Stored items from a collection
▼
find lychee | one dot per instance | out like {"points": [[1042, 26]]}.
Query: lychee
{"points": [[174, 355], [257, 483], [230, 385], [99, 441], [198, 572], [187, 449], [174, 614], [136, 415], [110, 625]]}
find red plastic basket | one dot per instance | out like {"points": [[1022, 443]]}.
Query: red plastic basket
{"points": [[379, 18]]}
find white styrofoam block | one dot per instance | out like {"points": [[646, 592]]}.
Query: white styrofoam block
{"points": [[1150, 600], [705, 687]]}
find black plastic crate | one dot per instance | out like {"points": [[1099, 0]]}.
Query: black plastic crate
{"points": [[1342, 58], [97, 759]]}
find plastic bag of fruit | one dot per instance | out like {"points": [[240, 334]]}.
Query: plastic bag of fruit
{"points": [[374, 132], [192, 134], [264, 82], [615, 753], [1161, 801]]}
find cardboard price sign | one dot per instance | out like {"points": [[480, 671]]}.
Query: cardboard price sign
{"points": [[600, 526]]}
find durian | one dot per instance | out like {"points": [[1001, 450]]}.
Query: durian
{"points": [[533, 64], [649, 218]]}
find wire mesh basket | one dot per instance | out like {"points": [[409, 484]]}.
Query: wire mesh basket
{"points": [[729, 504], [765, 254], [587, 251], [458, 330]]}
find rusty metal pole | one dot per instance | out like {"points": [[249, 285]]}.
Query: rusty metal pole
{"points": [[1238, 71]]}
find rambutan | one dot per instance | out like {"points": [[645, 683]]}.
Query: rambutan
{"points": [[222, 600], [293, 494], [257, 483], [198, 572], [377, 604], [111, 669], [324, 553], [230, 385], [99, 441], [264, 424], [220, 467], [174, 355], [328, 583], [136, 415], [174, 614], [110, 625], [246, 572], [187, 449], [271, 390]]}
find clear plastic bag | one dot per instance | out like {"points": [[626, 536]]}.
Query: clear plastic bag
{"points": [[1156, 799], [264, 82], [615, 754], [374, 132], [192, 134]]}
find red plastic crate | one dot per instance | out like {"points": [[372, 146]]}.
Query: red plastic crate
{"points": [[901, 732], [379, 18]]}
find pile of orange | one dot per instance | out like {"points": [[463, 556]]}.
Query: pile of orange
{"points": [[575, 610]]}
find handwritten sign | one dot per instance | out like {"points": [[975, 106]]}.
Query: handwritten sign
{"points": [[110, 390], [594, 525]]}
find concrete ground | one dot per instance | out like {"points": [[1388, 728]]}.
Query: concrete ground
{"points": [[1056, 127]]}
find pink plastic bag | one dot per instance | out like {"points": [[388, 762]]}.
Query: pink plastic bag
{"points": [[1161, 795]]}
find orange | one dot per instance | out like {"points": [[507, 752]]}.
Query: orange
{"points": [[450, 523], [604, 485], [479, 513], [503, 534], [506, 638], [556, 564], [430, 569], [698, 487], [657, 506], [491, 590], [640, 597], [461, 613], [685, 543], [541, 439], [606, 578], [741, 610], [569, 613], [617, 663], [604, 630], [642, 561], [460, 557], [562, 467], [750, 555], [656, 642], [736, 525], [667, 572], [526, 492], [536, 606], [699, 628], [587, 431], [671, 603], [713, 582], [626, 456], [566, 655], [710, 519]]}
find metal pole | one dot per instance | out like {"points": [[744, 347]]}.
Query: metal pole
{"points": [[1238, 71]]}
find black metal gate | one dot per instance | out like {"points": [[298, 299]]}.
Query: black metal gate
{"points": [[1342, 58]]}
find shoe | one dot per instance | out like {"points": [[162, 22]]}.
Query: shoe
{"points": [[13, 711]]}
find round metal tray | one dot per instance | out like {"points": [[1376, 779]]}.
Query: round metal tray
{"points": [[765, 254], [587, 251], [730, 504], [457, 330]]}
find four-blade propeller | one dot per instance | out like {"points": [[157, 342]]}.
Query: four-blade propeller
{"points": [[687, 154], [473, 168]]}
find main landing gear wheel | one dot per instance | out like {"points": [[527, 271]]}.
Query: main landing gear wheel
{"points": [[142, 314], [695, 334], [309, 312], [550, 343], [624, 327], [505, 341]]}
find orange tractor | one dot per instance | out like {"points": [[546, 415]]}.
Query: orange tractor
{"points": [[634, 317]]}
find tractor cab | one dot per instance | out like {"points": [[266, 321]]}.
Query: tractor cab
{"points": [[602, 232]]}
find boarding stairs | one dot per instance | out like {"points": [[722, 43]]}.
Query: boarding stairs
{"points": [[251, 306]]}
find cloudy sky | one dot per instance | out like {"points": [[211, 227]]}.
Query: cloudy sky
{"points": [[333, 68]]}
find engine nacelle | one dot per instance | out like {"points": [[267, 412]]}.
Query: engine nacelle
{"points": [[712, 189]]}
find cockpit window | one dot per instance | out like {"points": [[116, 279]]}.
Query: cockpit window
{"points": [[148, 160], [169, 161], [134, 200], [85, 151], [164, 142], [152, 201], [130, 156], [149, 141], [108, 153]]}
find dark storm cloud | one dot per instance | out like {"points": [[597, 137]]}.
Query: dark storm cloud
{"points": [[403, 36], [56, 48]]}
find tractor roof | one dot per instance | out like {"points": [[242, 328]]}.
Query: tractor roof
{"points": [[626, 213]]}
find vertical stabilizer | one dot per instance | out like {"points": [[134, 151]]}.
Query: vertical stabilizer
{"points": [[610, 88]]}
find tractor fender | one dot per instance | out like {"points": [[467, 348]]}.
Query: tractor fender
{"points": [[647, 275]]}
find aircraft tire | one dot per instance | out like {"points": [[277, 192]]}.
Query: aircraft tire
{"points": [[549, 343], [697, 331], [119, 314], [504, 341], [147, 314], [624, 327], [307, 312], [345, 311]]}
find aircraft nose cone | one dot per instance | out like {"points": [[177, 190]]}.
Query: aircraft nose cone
▲
Only those lines running from the one containing "find tractor cab" through the last line of the data above are to be copied, exactly, with both ends included.

→ **Full answer**:
find tractor cab | one dot per instance | out like {"points": [[266, 321]]}.
Query: tractor cab
{"points": [[602, 232]]}
find boarding stairs | one dot per instance | out like {"points": [[722, 43]]}.
Query: boarding stairs
{"points": [[251, 306]]}
find cloudy sky | one dot per instance | out like {"points": [[211, 227]]}.
Query: cloudy sky
{"points": [[333, 68]]}
find engine nacelle | one dot per instance | out like {"points": [[267, 412]]}.
Query: engine nacelle
{"points": [[712, 189]]}
find cockpit window | one dot per instance | out like {"points": [[116, 279]]}.
Query: cockpit window
{"points": [[148, 160], [169, 161], [134, 200], [85, 151], [164, 142], [152, 201], [130, 156], [149, 141], [108, 153]]}
find dark storm cloud | one dot per instance | out like {"points": [[597, 137]]}.
Query: dark storm cloud
{"points": [[403, 36], [56, 48]]}
find tractor roof | one dot per instance | out like {"points": [[242, 328]]}.
Query: tractor roof
{"points": [[626, 213]]}
find vertical stabilizer | one dot per instance | out like {"points": [[134, 151]]}.
Query: vertical stabilizer
{"points": [[610, 88]]}
find tractor fender | one dot per instance | out like {"points": [[467, 348]]}.
Query: tractor fender
{"points": [[647, 275]]}
find aircraft tire | one dot per instance | out like {"points": [[277, 192]]}.
Query: aircraft tire
{"points": [[549, 343], [697, 331], [119, 314], [504, 341], [147, 314], [624, 327], [307, 312], [345, 311]]}
find aircraft nose cone | one dot per instance | out like {"points": [[177, 190]]}.
Query: aircraft nose cone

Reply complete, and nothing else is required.